▶ _Reading text_:

****************

I'm not against shooting cats if they're on your property and have no visible collar or are known to be feral, and it is safe to do so (take a shot - no nearby neighbors), but honestly, I'd rather have more cats and less birds - that is, if the cats can catch starlings and grackles. The cats can eat the starlings, which in turn fattens up the cats so that they make a nice meal for my dogs - that works.
Having said that, there sure seems to be some logic deficiency in the "arguments" of the animal lover:
Not so, says Frohman of the Maryland-based Alley Cat group. Man is a far worse predator, she said, with skyscrapers and other man-made structures killing countless migrating wild birds in collisions each year.
I'm sorry, but if a bird is not smart enough to avoid hitting a building and dying as a result, rather than going around it, then methinks its genes *need* to be culled from the pool. And, what would she have us do, knock down all existing skyscrapers to help the songbirds?
The true solution to the country’s millions of feral city and country cats, she said, is to trap them, have them spayed or neutered and then released back into the wild.
Wow. Ok, who's going to pay for that / actually get it done? If YOU'RE not, then allowing hunters to do what it is that they do is a solution - in fact, the only solution yet presented that could actually occur. And I find it interesting that she admits that there even is a problem in need of a solution, given that hers is not economically viable.
Killing them, she said, only causes colonies of existing cats to expand in size to take up the territory of those that have been eliminated.

****************

▶ _Information supplied_:

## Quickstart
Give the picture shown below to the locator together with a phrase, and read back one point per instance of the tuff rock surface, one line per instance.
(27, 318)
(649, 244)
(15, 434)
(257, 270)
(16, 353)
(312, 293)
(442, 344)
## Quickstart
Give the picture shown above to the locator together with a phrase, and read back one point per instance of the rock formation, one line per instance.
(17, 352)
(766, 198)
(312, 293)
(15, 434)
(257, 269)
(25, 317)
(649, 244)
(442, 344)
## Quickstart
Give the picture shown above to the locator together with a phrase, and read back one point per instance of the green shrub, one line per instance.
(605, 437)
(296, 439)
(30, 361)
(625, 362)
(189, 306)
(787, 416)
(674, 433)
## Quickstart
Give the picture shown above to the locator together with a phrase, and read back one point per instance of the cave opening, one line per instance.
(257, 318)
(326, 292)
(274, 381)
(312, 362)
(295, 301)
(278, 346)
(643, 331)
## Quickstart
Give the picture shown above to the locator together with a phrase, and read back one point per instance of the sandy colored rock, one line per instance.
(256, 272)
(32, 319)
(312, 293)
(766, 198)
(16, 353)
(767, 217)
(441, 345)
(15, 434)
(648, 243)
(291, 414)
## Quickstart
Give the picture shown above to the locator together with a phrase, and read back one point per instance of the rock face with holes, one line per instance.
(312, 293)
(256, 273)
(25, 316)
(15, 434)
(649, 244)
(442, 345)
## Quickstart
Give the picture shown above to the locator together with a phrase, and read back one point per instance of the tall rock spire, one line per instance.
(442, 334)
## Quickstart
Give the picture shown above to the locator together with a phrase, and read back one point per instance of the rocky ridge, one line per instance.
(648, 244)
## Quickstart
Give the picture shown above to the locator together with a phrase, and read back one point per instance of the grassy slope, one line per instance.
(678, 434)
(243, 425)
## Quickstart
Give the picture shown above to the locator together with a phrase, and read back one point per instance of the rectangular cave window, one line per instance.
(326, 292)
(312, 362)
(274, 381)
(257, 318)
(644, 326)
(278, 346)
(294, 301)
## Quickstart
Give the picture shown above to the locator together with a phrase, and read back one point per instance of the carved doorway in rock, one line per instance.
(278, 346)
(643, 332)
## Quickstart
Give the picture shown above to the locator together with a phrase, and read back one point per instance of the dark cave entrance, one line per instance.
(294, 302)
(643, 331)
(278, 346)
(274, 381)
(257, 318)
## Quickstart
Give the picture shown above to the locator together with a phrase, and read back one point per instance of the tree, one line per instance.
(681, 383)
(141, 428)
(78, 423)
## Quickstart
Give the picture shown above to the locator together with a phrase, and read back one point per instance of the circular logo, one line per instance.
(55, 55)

****************

Print the part of the feral cat post that opens with the words containing "The true solution" and closes with "have been eliminated.", unchanged. These items were taken from a source unrelated to the text.

The true solution to the country’s millions of feral city and country cats, she said, is to trap them, have them spayed or neutered and then released back into the wild.
Wow. Ok, who's going to pay for that / actually get it done? If YOU'RE not, then allowing hunters to do what it is that they do is a solution - in fact, the only solution yet presented that could actually occur. And I find it interesting that she admits that there even is a problem in need of a solution, given that hers is not economically viable.
Killing them, she said, only causes colonies of existing cats to expand in size to take up the territory of those that have been eliminated.